* Given text *
_____

Sen. Chris Murphy Proposes Sweeping Gun Background Checks To Strike 'Fear' Into GOP

The Connecticut Democrat acknowledges his bill's slim chances, but wants to rekindle the gun control debate.

WASHINGTON ― Sen. Chris Murphy (D-Conn.) plans to introduce sweeping legislation Wednesday to strengthen background checks on gun purchases, a measure intended to expand verifications for the sale or transfer of all firearms by private sellers.

The bill has slim chances in the Republican-controlled Congress, which Murphy readily acknowledged. But he argued that the legislation is important nevertheless for gun control advocates to have something to rally around ahead of the 2018 midterm elections.

“The political movement around anti-gun violence is getting stronger, month by month, year by year,” Murphy told HuffPost. “The tragic reality is every time one of these [mass] shootings happen, more people sign up to be activists, donate to candidates, and run this up the priority list of the issues they care at the ballot box.”

_____

* Goal 1 *
Answer these questions about the article on Sen. Chris Murphy's background check bill.
(a) Which state does Murphy represent, and which party is he in?
(b) On what day does Murphy plan to introduce the legislation?
(c) Ahead of which elections does Murphy want gun control advocates to have something to rally around?
* Goal 2 *
Return each line of the listing that contains the string "building". Case counts.
The listing that follows is unrelated to the article above.

_____

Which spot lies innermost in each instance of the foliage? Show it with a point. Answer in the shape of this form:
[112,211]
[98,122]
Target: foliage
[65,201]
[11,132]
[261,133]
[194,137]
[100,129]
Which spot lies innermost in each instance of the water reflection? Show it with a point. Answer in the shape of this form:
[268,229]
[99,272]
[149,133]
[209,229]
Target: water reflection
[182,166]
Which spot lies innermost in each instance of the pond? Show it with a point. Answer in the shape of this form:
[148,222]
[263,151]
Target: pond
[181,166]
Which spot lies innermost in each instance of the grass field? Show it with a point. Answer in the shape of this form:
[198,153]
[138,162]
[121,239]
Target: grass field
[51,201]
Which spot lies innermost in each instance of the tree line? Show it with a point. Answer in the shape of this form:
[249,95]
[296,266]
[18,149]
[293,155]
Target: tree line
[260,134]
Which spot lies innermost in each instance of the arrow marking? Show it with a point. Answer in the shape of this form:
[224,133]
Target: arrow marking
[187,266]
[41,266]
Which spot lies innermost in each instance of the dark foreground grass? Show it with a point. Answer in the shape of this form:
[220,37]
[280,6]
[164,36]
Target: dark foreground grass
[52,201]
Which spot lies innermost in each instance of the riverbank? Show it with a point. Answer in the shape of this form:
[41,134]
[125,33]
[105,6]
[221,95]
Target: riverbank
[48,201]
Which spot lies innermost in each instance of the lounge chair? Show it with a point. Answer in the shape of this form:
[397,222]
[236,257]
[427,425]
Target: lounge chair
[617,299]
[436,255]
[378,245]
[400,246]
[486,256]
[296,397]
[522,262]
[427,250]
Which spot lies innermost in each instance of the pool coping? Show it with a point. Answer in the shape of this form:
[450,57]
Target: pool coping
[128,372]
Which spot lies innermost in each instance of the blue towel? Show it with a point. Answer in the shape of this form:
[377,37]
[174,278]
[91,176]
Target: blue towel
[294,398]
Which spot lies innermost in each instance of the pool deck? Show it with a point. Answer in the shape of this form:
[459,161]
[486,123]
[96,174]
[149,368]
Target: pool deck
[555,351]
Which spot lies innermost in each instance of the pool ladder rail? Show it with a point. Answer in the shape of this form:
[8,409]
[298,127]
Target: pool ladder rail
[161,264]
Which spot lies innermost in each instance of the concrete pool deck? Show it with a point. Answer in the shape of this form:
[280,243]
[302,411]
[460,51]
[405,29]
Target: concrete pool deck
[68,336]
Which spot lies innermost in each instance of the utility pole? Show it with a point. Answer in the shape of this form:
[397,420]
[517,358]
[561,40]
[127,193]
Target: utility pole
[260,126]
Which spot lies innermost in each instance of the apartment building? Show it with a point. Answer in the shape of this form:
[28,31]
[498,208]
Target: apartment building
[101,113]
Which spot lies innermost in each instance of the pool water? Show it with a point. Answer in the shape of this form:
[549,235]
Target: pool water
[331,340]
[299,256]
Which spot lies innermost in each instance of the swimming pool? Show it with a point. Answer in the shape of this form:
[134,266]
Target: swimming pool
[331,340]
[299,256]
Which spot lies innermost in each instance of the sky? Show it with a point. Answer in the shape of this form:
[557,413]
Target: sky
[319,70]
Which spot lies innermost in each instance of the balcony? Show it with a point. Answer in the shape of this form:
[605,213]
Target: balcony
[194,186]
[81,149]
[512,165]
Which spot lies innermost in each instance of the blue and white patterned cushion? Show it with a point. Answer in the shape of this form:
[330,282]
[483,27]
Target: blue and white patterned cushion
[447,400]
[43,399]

_____

* Final answer 1 *
(a) Connecticut; he is a Democrat.
(b) Wednesday.
(c) The 2018 midterm elections.

* Final answer 2 *
Which spot lies innermost in each instance of the apartment building? Show it with a point. Answer in the shape of this form:
Target: apartment building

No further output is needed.